Lampung Timur, BP.id
LSM LP3RI pertanyakan keluarnya surat Inspektorat Lampung Timur yang menyatakan bahwa proyek drainase di Desa Bumi Mulyo, yang bersumber dari Dana Desa (DD) tahun anggaran 2018, tidak bermasalah, alias tidak korupsi.
“Kami menyayangkan adanya surat keputusan Inspektorat Lampung Timur tersebut, atas apa yang telah kami laporkan, padahal itu jelas (korupsi). Seharusnya adanya sejumlah temuan kami temukan, Inspektorat Lampung Timur tidak mengeluarkan surat yang menyatakan tidak ditemukannya tindak pidana korupsi,” ujar Johan, Sekretaris LSM LP3RI, kepada Bongkarpost.id.
Bahkan ironisnya, lanjut Johan, pekerjaan drainase yang bersumber dari DD tahun anggaran 2019 ini, sama dengan tahun 2018 lalu. Dimana, sampai sekarang pekerjaan belum juga selesai, alias terhenti.
“Pekerjaan belum mencapai finishing, dan ini sudah masuk tahun anggaran 2020, dan pekerjaan tahun kemarin belum selesai juga. Kami khawatir, dengan penanganan yang dilakukan oleh Inspektorat saat ini, akan menjadi semacam “pupuk organik” bagi tumbuh suburnya korupsi di bumi Lampung Timur,” tandas Johan.
Sementara, dikonfirmasi terpisah, Inspektur Pembantu (Irban) Inspektorat Lampung Timur, Imawan mengaku bahwa proyek DD di Desa Bumi Mulyo memang sudah dilaporkan LSM LP3RI kepada pihaknya.

CATATAN DATA →
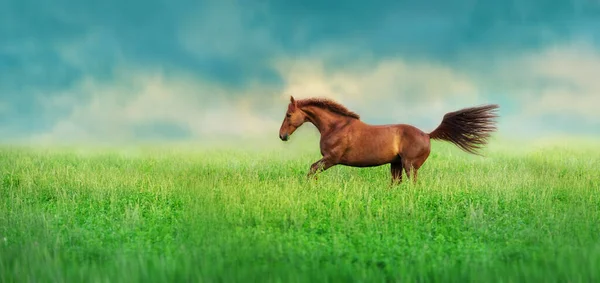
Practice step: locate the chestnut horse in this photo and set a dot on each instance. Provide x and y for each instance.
(346, 140)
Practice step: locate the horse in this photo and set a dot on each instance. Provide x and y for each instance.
(346, 140)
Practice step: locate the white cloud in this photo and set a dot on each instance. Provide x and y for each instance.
(560, 81)
(233, 35)
(394, 90)
(111, 111)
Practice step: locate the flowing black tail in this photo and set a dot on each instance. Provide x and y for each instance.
(467, 128)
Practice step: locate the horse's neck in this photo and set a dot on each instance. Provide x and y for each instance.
(323, 119)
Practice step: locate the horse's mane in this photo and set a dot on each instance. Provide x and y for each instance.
(328, 104)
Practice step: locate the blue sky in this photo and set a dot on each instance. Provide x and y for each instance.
(138, 70)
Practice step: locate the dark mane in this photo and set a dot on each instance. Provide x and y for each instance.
(329, 105)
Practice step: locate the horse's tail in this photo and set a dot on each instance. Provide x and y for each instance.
(468, 128)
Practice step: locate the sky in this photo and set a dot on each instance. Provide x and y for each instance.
(112, 71)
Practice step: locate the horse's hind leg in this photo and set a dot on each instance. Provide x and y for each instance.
(411, 166)
(396, 171)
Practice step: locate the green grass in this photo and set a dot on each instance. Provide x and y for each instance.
(237, 215)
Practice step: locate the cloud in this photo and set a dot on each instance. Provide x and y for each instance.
(537, 88)
(572, 85)
(390, 90)
(113, 111)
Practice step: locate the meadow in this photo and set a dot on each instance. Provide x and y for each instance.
(227, 214)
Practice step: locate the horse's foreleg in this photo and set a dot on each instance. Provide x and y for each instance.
(319, 166)
(396, 171)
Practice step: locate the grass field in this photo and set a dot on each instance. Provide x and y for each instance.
(160, 214)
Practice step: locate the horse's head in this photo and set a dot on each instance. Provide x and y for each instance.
(294, 118)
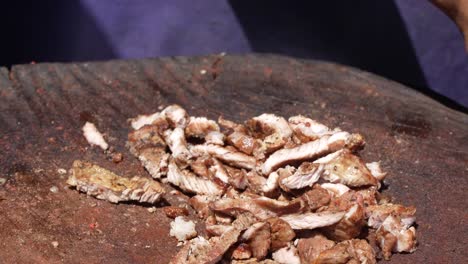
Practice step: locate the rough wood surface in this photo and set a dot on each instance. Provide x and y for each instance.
(422, 144)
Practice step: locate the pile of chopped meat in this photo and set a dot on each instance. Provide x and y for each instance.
(269, 190)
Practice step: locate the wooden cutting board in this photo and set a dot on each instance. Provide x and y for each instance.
(422, 144)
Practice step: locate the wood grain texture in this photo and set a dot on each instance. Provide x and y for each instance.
(422, 144)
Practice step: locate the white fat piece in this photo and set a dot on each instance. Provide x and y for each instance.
(175, 139)
(286, 255)
(307, 151)
(143, 120)
(335, 189)
(182, 229)
(312, 220)
(277, 123)
(376, 170)
(301, 180)
(93, 136)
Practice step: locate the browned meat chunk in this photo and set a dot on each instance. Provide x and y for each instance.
(233, 158)
(346, 168)
(175, 211)
(105, 185)
(306, 175)
(189, 182)
(396, 236)
(310, 248)
(306, 129)
(312, 220)
(281, 233)
(176, 116)
(243, 142)
(200, 127)
(311, 150)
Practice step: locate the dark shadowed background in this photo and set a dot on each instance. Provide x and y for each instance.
(409, 41)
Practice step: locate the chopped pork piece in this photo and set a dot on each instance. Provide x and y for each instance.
(189, 182)
(376, 171)
(378, 213)
(176, 116)
(306, 175)
(243, 142)
(175, 211)
(306, 129)
(349, 226)
(312, 220)
(145, 137)
(155, 161)
(241, 251)
(175, 139)
(335, 189)
(182, 229)
(281, 233)
(105, 185)
(310, 248)
(214, 138)
(219, 245)
(287, 255)
(231, 126)
(199, 127)
(268, 124)
(396, 236)
(93, 136)
(233, 158)
(237, 177)
(346, 168)
(259, 239)
(315, 198)
(263, 207)
(349, 251)
(273, 130)
(311, 150)
(201, 204)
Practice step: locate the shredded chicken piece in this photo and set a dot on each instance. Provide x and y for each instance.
(378, 213)
(307, 129)
(214, 138)
(312, 220)
(311, 150)
(395, 236)
(281, 233)
(189, 182)
(93, 136)
(346, 168)
(310, 248)
(306, 175)
(199, 127)
(182, 229)
(176, 116)
(287, 255)
(155, 161)
(376, 171)
(335, 189)
(233, 158)
(175, 139)
(106, 185)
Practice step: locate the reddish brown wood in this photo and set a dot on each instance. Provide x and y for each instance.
(422, 144)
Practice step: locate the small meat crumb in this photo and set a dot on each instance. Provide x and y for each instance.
(174, 211)
(182, 229)
(93, 136)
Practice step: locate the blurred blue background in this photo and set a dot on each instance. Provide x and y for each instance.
(409, 41)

TUJUAN LATIHAN → Sebutkan jabatan Johan di LSM LP3RI menurut teks bacaan tentang proyek drainase di Desa Bumi Mulyo. Kerjakan hanya berdasarkan teks bacaan, bukan catatan.

HASIL LATIHAN → Johan adalah Sekretaris LSM LP3RI.